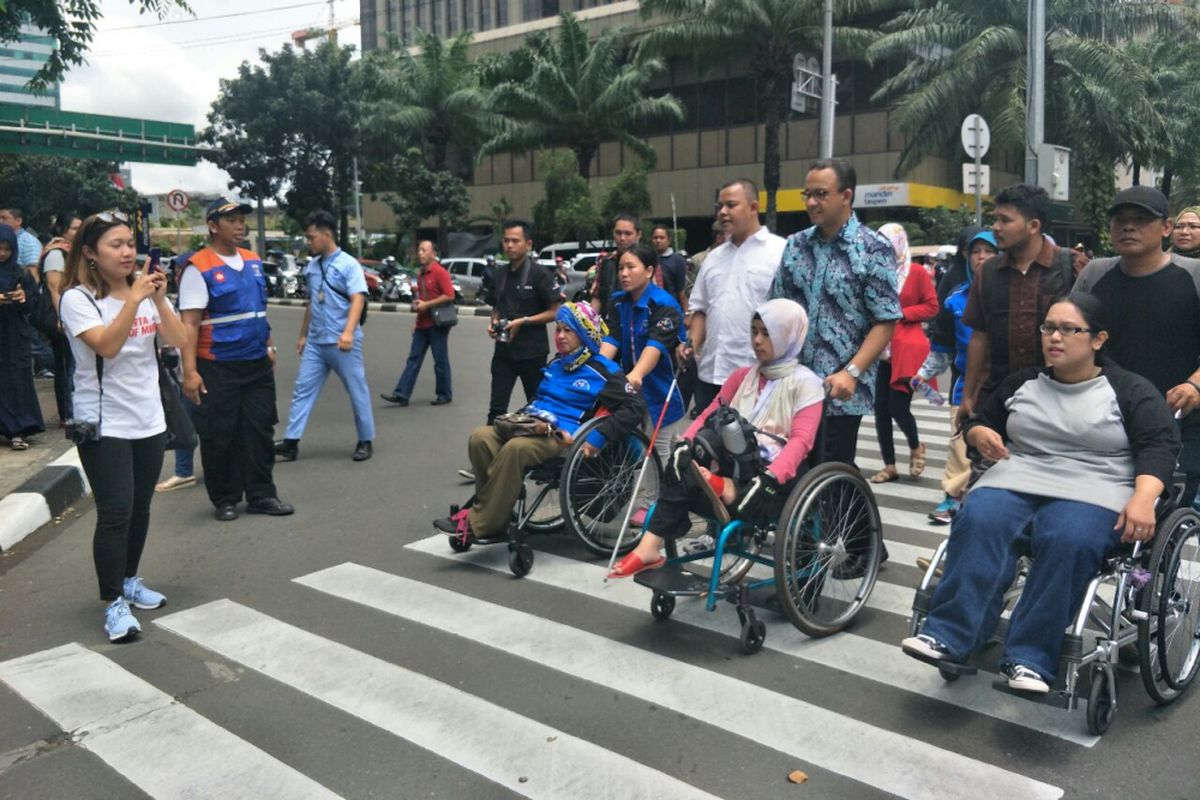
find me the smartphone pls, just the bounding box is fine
[147,247,161,274]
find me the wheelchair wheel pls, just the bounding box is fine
[560,418,658,557]
[650,592,676,621]
[508,542,534,578]
[516,474,565,534]
[1087,664,1115,735]
[773,463,882,638]
[448,535,472,553]
[1137,508,1200,704]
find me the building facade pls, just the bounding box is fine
[360,1,1022,244]
[0,24,60,109]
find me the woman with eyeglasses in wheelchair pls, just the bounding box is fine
[608,298,825,579]
[902,293,1180,694]
[434,301,645,541]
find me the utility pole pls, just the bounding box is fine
[1024,0,1045,184]
[352,156,365,258]
[327,0,337,44]
[818,0,835,159]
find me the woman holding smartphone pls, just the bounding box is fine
[58,212,188,642]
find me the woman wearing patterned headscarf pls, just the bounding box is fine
[870,223,937,484]
[609,298,825,578]
[1171,207,1200,259]
[434,301,646,540]
[0,224,45,449]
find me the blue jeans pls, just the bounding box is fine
[284,339,375,442]
[394,325,451,401]
[921,487,1121,681]
[173,384,199,478]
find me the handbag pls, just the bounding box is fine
[158,355,198,451]
[419,267,458,328]
[31,282,59,338]
[493,411,566,443]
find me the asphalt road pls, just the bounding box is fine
[1,305,1198,799]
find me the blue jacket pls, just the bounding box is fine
[604,284,685,427]
[525,352,645,448]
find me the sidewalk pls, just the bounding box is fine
[0,374,90,553]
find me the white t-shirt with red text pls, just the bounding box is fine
[59,287,167,439]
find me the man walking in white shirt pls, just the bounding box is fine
[682,179,786,414]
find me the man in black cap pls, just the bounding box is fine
[1076,185,1200,504]
[179,198,294,521]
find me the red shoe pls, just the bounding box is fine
[607,551,666,579]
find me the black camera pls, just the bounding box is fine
[64,419,100,444]
[491,318,511,343]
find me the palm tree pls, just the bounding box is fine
[866,1,1192,180]
[358,30,500,178]
[482,12,684,182]
[638,0,894,231]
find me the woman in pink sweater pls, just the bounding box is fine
[609,298,824,578]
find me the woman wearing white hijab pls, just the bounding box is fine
[609,298,825,578]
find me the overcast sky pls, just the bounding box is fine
[58,0,361,197]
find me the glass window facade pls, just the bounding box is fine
[363,0,615,47]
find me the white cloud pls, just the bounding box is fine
[56,0,361,196]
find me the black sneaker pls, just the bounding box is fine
[379,393,408,406]
[353,441,373,461]
[1001,663,1049,694]
[901,633,952,661]
[273,438,299,462]
[245,497,295,516]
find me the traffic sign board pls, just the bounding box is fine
[961,115,990,160]
[962,163,991,195]
[166,189,189,212]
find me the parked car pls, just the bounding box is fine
[538,240,611,265]
[562,252,601,301]
[443,257,502,304]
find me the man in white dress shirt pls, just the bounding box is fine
[682,179,786,414]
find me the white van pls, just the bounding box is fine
[538,240,611,264]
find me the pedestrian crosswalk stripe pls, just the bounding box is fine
[866,478,947,504]
[297,563,1065,800]
[404,536,1098,746]
[156,599,720,800]
[0,643,341,800]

====

--- Directions for this task ---
Write the material out again exactly as it appears, dropping the pictures.

--- Exercise result ---
find me the smartphone pls, just the bounding box is fine
[147,247,161,274]
find me the wheelchair wheel pls, just the bounding box is fine
[560,418,658,557]
[650,592,676,621]
[508,542,534,578]
[516,474,565,534]
[1087,664,1115,735]
[773,463,882,638]
[448,535,472,553]
[1137,508,1200,704]
find me the building facade pls, just the bounding box is fine
[360,1,1022,244]
[0,24,60,109]
find me the woman with eyeglasses in wheelchair pls, just the bounding box is fine
[608,298,825,579]
[902,293,1180,694]
[434,301,645,541]
find me the utility pole pls, just the bounding box is fine
[1024,0,1045,184]
[352,156,365,258]
[327,0,337,44]
[818,0,835,159]
find me the woman holding smartphone pls, just the bounding box is fine
[58,212,188,642]
find me the woman wearing patterned headscarf pls, just the bounding box is fine
[870,223,937,484]
[609,298,825,578]
[1171,207,1200,259]
[434,301,646,540]
[0,224,45,449]
find me the blue jeans pls, just the bounding box is fine
[284,339,375,442]
[394,325,451,401]
[921,487,1121,681]
[173,384,199,478]
find me the handbag pls, just the bounding box is fine
[158,355,198,451]
[419,267,458,328]
[31,282,59,338]
[493,411,566,443]
find me the asphalt road pls, just the bounding box is fine
[1,305,1198,799]
find me the blue jacket pls, just the bounding box is fine
[604,284,685,427]
[525,352,645,448]
find me the sidewalk pls, just the bounding box is fine
[0,374,90,553]
find me the white t-shirt with red text pls, just the bounding box is fine
[59,287,167,439]
find me the man walking in white shirt pls, just the bounding box is fine
[682,179,786,414]
find me the man in black cap pls, just the bounding box is fine
[1076,185,1200,504]
[179,198,294,521]
find me the red shoe pls, just the bounding box is fine
[607,551,666,579]
find me the black camera pls, just the bounding box is fine
[64,419,100,444]
[491,318,511,343]
find me the palm tree pls, just the bounding box is fine
[866,1,1192,180]
[358,30,500,178]
[482,12,684,182]
[638,0,894,231]
find me the woman in pink sweater pls, just the bounding box is fine
[609,298,824,578]
find me the woman wearing white hijab pls, just the bounding box is fine
[609,298,825,578]
find me the overcast sky pls, just the bounding box is fine
[58,0,361,197]
find me the glass window facade pls, just the bounding box is fine
[363,0,615,47]
find me the white cloud pls, just the bounding box is fine
[56,0,361,196]
find me the black sneaker pls, just the bounding box is fine
[379,393,408,406]
[353,441,373,461]
[1001,663,1049,694]
[901,633,952,661]
[273,438,299,462]
[245,497,295,516]
find me the traffic sign board pls, just the bounding box is fine
[961,115,990,160]
[962,163,991,195]
[166,189,189,212]
find me the parked car pls, just the bounding box is fine
[538,240,611,265]
[562,252,601,301]
[443,257,502,304]
find me the man in white dress shirt pls, just the bounding box is fine
[682,179,786,414]
find me the white van pls, just the bounding box is fine
[538,240,611,264]
find me the pedestrian crosswalk stripe pls, just the bounding box is fine
[866,478,947,504]
[297,563,1065,800]
[404,536,1098,746]
[156,599,720,800]
[0,643,341,800]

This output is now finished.